Supplied passage:
========

There appears to be some misconception both in the article and in some of the comments.
In the article. ‘the 1.25 percentage point rise in national insurance contributions and dividend taxes introduced this month’ is being split between the NHS and Social Care over 3 years, with, initially the bulk of the money going to the NHS. Even if £500 million is being promised for Social Care is is way below the amounts that are required which is more like, £12 billion, which will only bring funding back to 2010 levels, which then was wholly insufficient.
Then is the social care funding for council run Adult Social Care or for care workers in care homes, home care, respite care, supported living, hospices, etc or both.
The rate of pay for care workers is also wholly insufficient now a minimum, the National Living Wage of £9.50 per hour and not the £10.10 being offered to non-UK workers, while it should be a minimum of the Real Living Wage of £9.90. But, workers can get £14/15 per hour at Supermarkets for much less responsibilities. Care staff have the life of the persons needing care in their hands, not just providing personal care of washing, dressing and toileting, but dispensing medication, meal preparation, emotional support, managing finances, ensuring safeguarding and much more.
It is not just that care is in the private sector, for some councils also have care workers, maybe not employed directly, but through agencies with a long-arm connection, where care rates may be slightly higher but not by much. If done correctly it is a very demanding profession, not the misconception of many that it is unskilled for it does take great skills to provide care consistently of good quality. The workers, if providing good quality care should be respecting their choices and dignity of those to whom they provide care to and not just provide care how they wish for care should be person-centred.
But there are unsocial hours too much travel time and not fully funded, if at all, training should be first class and relevant and much more.
Social care has always been the very poor relation of the NHS, when it should be held in equal esteem by both Government and the UK population and has never been sufficiently funded and even more so over the last 12 years or so.
If more is not done for social care and done urgently, then the quality and quantity of care will be severely diminished to where it is not really available. This will create even more pressures on a currently over-burdened NHS.
You may not, currently require Social Care, but when you do or a family member does then you may find it is not there and it is not just social care for the elderly but for any age starting at times from birth and |COVID| is increasing demand on Social Care as well as the NHS.
Don’t be fooled by the very ignorant and discriminative Government. who are just following many other Governments before them of any Party.

========

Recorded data
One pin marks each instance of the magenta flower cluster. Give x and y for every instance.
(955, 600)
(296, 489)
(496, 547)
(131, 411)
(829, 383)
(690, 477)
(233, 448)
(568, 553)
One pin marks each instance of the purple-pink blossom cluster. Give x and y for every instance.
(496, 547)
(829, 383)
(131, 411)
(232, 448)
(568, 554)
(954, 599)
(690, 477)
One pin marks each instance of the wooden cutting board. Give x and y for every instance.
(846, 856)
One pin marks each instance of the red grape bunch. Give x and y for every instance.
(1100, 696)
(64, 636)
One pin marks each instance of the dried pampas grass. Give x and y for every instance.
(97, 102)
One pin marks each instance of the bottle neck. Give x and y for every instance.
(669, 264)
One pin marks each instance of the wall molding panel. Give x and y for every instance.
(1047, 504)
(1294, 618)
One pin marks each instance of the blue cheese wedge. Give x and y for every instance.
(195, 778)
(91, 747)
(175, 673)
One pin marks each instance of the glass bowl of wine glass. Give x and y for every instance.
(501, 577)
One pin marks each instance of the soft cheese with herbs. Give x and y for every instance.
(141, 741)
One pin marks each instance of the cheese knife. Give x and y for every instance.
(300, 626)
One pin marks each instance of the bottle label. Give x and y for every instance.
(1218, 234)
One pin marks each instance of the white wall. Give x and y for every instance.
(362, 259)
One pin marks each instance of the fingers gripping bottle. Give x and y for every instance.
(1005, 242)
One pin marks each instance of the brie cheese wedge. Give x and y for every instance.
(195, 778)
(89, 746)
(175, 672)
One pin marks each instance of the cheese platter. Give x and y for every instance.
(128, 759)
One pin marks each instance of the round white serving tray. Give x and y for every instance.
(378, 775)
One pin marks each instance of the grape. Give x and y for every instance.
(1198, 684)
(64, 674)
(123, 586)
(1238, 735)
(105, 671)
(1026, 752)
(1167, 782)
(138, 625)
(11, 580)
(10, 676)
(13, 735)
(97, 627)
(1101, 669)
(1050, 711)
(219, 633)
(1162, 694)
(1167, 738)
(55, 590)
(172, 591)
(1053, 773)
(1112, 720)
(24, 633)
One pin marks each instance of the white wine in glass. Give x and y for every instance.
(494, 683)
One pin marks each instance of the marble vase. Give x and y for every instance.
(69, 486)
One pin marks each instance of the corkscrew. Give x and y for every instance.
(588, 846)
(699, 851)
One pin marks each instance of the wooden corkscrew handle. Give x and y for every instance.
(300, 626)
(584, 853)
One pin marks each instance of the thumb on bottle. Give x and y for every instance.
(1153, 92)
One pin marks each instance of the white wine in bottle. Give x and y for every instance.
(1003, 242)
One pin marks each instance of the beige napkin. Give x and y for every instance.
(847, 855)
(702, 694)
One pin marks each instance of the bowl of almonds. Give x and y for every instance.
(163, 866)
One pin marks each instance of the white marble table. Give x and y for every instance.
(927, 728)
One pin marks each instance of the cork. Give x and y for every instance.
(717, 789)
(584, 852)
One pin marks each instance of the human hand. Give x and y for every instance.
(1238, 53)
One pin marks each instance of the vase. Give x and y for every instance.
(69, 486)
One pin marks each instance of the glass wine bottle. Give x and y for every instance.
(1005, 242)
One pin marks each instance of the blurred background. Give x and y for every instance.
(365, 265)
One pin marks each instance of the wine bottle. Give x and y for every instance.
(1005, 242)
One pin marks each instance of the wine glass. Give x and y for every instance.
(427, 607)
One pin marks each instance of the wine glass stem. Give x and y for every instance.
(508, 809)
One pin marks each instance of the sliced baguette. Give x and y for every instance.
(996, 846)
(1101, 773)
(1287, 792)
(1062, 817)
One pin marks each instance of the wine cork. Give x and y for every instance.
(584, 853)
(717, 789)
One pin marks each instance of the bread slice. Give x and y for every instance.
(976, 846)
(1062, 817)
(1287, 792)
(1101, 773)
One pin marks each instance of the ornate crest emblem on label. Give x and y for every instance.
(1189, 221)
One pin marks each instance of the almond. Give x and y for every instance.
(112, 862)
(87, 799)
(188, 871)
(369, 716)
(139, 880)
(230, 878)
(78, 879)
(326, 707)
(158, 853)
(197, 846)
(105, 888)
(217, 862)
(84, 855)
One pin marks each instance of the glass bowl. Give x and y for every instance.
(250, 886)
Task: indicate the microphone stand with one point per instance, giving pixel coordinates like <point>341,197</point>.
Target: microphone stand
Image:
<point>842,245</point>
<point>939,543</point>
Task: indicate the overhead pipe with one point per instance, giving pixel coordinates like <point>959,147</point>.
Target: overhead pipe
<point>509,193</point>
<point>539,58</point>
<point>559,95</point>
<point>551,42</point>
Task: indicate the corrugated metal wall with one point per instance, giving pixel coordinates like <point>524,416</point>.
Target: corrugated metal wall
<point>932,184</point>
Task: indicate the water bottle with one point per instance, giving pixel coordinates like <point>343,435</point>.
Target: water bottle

========

Aim of the task:
Answer these questions from the comment on social care funding:
1. What size of rise in national insurance contributions and dividend taxes does it mention?
2. What hourly rate does it give for the Real Living Wage?
3. What does it say social care has always been in relation to the NHS?

Problem solution:
1. A 1.25 percentage point rise.
2. £9.90 per hour.
3. The very poor relation of the NHS.